## START TEXT EXCERPT

Ann Crotty
2 minute read
23 Feb 2021
7:06 am

Shareholders fight Steinhoff over proposed settlement

Ann Crotty

The Steinhoff group is being accused of favouring contractual claimants like Christo Wiese.

Steinhoff. Picture: Supplied

The army of lawyers advising Steinhoff will have to do something more persuasive than to constantly remind the 90 claimants that they will all lose out if they can’t reach an agreement.

They will have to address the suspicion that the proposed global settlement sees former chair Christo Wiese getting far more than his fair share.

By one estimate, Wiese’s recovery rate is between eight and 15 times more than that of Steinhoff shareholders who bought in the market.

The parties behind that estimate, who speak on behalf of at least 20% of Steinhoff’s shareholders, last week vowed to
continue fighting the proposed settlement.

Seven months after the settlement was initially announced it appears few of the claimants are quibbling with the total sum available for allocation – almost €1 billion (about R17.7 billion) versus €10 billion of claims – the battle is about who gets what in the allocation process.

Failure to reach agreement could lead to liquidation, which would leave shareholders with nothing.

While an agreement would likely be followed by a rights issue, it would be done at such a heavily discounted price there would be little incentive for current shareholders.

ALSO READ: Steinhoff saga still dragging on

Steinhoff informed shareholders it had launched the Dutch arm of the “suspension of payments” procedure and had also launched a statutory compromise process under South African law.

That announcement followed news that agreement had been reached with US finance group Conservatorium, which had lodged no fewer than four legal challenges to Wiese’s R59 billion claim against Steinhoff.

## END TEXT EXCERPT
## START MATERIAL

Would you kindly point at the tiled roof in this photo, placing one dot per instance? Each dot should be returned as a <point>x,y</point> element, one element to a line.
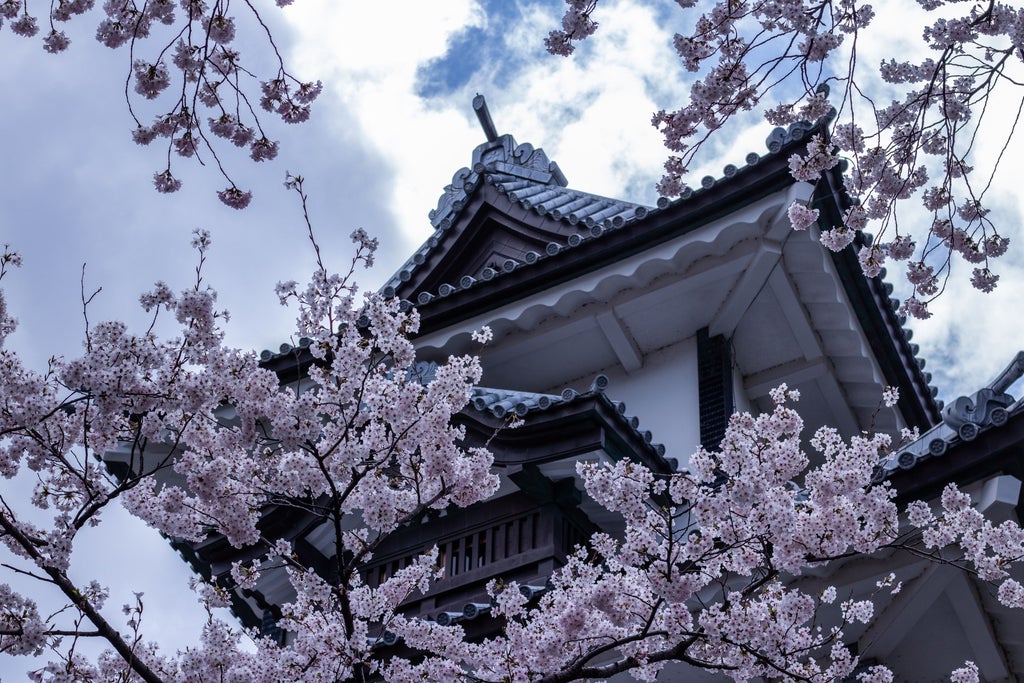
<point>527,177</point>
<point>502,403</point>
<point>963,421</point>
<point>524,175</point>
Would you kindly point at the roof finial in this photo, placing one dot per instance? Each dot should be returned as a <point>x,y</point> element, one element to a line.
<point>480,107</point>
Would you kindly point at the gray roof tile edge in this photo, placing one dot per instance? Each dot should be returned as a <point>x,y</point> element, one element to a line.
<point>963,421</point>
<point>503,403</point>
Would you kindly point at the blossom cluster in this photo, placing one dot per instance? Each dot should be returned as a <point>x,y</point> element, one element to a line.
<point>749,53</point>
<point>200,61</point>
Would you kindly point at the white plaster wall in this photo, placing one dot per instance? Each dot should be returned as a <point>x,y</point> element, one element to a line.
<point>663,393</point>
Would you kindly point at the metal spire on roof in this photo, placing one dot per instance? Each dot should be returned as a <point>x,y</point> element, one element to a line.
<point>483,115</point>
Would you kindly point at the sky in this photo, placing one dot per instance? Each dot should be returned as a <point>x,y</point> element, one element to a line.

## END MATERIAL

• [GIVEN REQUEST 1]
Answer these questions from the Steinhoff settlement article:
(a) By one estimate, how does Christo Wiese's recovery rate compare with that of Steinhoff shareholders who bought in the market?
(b) What total sum is available for allocation, and what is the value of the claims?
(c) How many legal challenges had Conservatorium lodged against Wiese's claim?
• [GIVEN REQUEST 2]
Carry on the Steinhoff settlement article with a few paragraphs, starting after its final sentence.
The entries are drawn from a separate source unrelated to the article.

• [TASK RESULT 1]
(a) It is between eight and 15 times more.
(b) Almost €1 billion (about R17.7 billion) is available, against €10 billion of claims.
(c) Four.

• [TASK RESULT 2]
While many accept a failure to agree could see Steinhoff being liquidated, the suspicion that Wiese is set to enjoy preferential treatment is encouraging them to continue a legal battle and risk that liquidation.

“It’s difficult to shake off the feeling that Wiese is being favoured by Steinhoff and its legal advisors,” one Steinhoff shareholder told Moneyweb.

Days after Steinhoff released its Conservatorium statement, Hamilton BV and Claims Funding Europe (CFE), a litigation funding company based in Ireland, released an update on the damages litigation being pursued on behalf of Steinhoff shareholders.

In its update on Friday, Hamilton/CFE said its initial concerns about the fairness of the proposed global settlement had increased now that Steinhoff had formally launched its proposal in the Netherlands and South Africa.

“Hamilton represents the clients of the major asset managers and pension funds in South Africa, and we are in a good position to prevent the proposal in its current form,” said CFE in its update.

It added that Steinhoff’s proposal sets up a dichotomy between so-called “market purchase claimants” who bought
shares on the open market, and so-called “contractual claimants” such as Wiese’s various entities.

“Steinhoff uses a number of different mechanisms to favour contractual claimants,” said CFE, noting that the overall impact of the various mechanisms is striking.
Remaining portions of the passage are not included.